Supplied records
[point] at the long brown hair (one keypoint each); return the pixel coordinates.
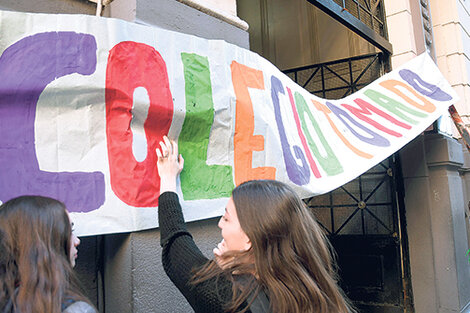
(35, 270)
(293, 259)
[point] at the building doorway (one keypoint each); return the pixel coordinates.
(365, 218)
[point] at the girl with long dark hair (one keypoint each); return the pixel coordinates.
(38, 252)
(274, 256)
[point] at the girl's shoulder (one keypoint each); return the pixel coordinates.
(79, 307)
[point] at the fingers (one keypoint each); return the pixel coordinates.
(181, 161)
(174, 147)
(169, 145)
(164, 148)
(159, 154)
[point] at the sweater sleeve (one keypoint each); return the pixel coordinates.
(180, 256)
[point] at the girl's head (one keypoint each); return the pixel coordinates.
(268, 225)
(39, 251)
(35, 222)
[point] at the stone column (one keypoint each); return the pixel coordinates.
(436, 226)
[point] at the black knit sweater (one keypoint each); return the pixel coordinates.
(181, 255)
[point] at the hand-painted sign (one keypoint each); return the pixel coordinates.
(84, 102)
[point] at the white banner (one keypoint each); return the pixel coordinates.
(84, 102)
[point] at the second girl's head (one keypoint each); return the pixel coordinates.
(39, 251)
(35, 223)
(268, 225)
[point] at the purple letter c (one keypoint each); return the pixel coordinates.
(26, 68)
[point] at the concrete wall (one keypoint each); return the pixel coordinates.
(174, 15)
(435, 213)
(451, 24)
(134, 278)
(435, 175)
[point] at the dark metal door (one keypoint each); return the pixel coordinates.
---
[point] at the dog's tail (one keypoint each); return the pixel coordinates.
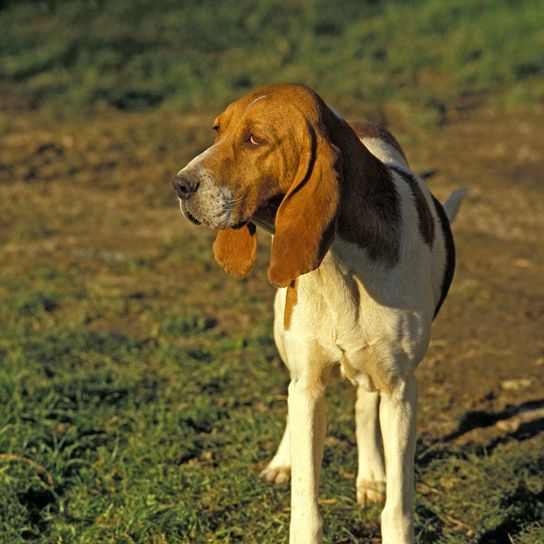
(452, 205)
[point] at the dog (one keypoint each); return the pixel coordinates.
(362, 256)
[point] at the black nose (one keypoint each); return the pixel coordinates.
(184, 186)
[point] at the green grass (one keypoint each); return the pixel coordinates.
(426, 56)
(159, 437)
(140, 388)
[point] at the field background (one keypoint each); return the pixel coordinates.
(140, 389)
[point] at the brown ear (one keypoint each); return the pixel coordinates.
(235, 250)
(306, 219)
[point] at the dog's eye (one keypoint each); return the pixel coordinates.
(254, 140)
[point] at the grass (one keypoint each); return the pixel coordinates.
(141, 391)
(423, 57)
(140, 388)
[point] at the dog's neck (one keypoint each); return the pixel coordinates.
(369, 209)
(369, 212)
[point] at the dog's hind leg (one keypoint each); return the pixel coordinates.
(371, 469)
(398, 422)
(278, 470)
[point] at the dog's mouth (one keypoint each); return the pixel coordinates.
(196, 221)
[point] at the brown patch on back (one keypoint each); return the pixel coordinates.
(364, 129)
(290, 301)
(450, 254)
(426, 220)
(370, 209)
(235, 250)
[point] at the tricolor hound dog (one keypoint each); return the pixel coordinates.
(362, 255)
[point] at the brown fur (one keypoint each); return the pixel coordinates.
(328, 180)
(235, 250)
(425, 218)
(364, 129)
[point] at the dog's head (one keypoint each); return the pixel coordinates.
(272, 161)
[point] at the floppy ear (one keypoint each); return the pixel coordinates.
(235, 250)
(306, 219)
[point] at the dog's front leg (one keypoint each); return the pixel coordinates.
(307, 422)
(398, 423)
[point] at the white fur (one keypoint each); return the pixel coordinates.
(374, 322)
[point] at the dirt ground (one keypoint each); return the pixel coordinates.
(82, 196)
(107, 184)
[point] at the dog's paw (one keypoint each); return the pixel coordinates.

What you will do
Restate word for word only the lines above from the line containing "[point] at the dirt" to the line containing "[point] at the dog's paw", both of them included.

Response box
[point] at the dirt ground (one keypoint each); return the pixel coordinates.
(82, 196)
(107, 184)
[point] at the dog's paw (one keypoint each); return the pixel coordinates.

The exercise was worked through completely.